» **TASK STATEMENT**
The lines to reproduce run from the one containing "x=107, y=210" through the end of the records below. Reproduce them exactly and add nothing.
Start of DATA IN THIS EXERCISE
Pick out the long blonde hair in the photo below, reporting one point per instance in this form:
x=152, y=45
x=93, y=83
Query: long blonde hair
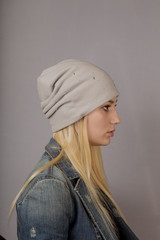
x=86, y=159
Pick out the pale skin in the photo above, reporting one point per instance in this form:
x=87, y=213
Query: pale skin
x=101, y=123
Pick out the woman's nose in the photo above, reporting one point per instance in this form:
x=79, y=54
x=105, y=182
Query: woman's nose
x=115, y=118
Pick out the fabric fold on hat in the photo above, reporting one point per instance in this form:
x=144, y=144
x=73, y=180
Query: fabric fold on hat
x=71, y=89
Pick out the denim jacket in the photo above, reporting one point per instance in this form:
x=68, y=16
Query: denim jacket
x=56, y=206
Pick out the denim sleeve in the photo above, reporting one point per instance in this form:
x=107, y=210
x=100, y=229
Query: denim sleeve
x=45, y=211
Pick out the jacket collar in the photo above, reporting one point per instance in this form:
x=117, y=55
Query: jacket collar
x=53, y=149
End of DATA IN THIS EXERCISE
» **EXERCISE RESULT**
x=107, y=210
x=100, y=229
Query: denim sleeve
x=45, y=211
Pick out the jacket collar in the photo above, reporting one point per instance in this form:
x=117, y=55
Query: jacket collar
x=53, y=149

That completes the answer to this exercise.